- Exercise goal
Report each line below that contains the word "brown", copying it in full. Case counts.

----------

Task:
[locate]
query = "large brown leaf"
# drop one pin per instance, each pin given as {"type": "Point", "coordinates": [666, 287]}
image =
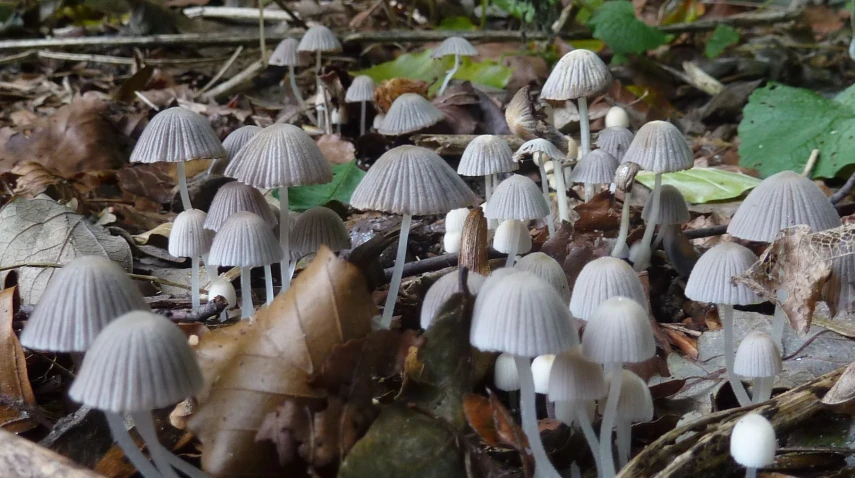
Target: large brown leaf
{"type": "Point", "coordinates": [252, 368]}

----------

- Output for this exercise
query = "large brown leaf"
Target: large brown leaf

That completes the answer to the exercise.